RF ID is Radio Frequency Identification which is used to make track of every physical object.

The frequency of operation widely used at present are LF –Low Frequency 125 KHz & UHF (Mifare) 13.5MHz.

In this post our focus is on 125KHz RF ID.

The main components of the RF ID system are :

1) The RF ID Reader  – EM-18 type of RFID reader is used for demo in this post.

2) RF ID tag – The Tag contains an Integrated circuit for memory & an Antenna coil.

         There are 2 types of Tags – Passive & Active. We make use of Passive tags here .As the name implies these tags do not have a power source .When the passive Tag is near a RF ID reader , the energy is induced by electromagnetic waves.The tag “wakes up” & responds by sending the data stored in its memory. The RANGE of passive tag access is below 10 cm.

Active tags have their own battery source & offer a long range of access.Active tags are costlier than the passive ones.

rfid2

 

Tags are available in different Encasements.Widely used are the Visiting card type tags.

If you remove the cover of this tag you can see a Microchip & an Antenna coil.

The Antenna coil may be in Rectangle or a Round shaped as seen in fig. below :

Image 7

The Microchip is CMOS IC EM4102 manufactured by the company EM MicroElectronic.

These chips have internal rectifier & filter to convert Electromagnetic waves from RFID reader to DC power required for its operation.While in vicinity of a RFID reader the tag responds by sending information contained in the factory programmed memory array.

◆ Material provided ◆
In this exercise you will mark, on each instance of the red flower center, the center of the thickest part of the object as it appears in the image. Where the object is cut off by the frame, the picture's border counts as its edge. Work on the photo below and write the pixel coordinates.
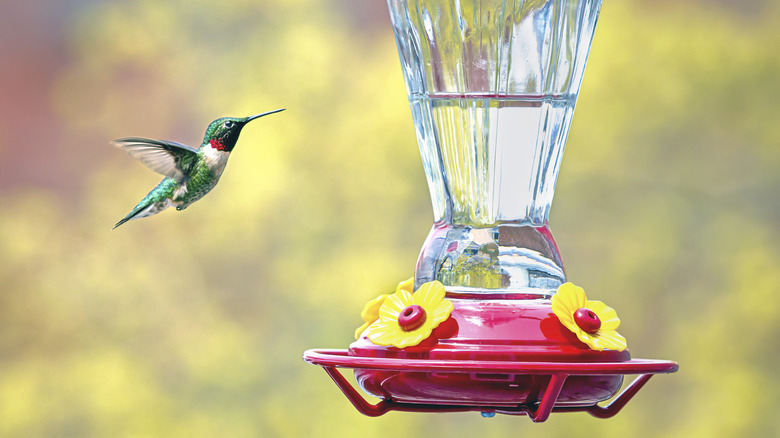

◆ Goal of the exercise ◆
Continue the 125 kHz RFID write-up from its last sentence.

◆ Result for this task ◆
These EM type tags are READ ONLY & you can’t write your own data on it. For Read & write operation consider using Mifare tags at 13.5MHz.But remember that an EM tag can be Read by an EM RF ID Reader only .

 

Image 3

 

The EM-18 RF ID Reader too has an inbuilt antenna coil .When power is applied , the reader generates an electromagnetic field which is induced by the antenna present inside the tag.

The EM-18 reader provides 2 types of data

1) WIEGAND Formatted (EM26 bit version) DATA at pins Data 0 & Data 1

WIEGAND Protocol :

Uses 3 wires : GND , DATA 0 (Data Low) , DATA 1 (Data High).

When data lines are idle , the lines are at logic high (+5v). When binary 0 is being sent , DATA 0 wire will move from High to Low , while Data 1 remains High.

When binary 1 is sent , DATA 1 will move from High to Low , while Data 0 remains High.

2) TTL level RS232 Format Data at 9600 baud (UART TTL interface) on pin TXD.

Here we concentrate on RS232 data , as the UART output at TXD pin can be directly interfaced with a Microcontroller.

Pin configuration of EM-18 RFID module is as seen in fig. below :

rfid2

 

For card detection response, a mini buzzer is used .This is driven by a PNP transistor  connected at the BUZZ pin of the reader. When a card is detected this BUZZ pin goes LOW making the transistor conduct.The LED will glow along with the buzzer sound.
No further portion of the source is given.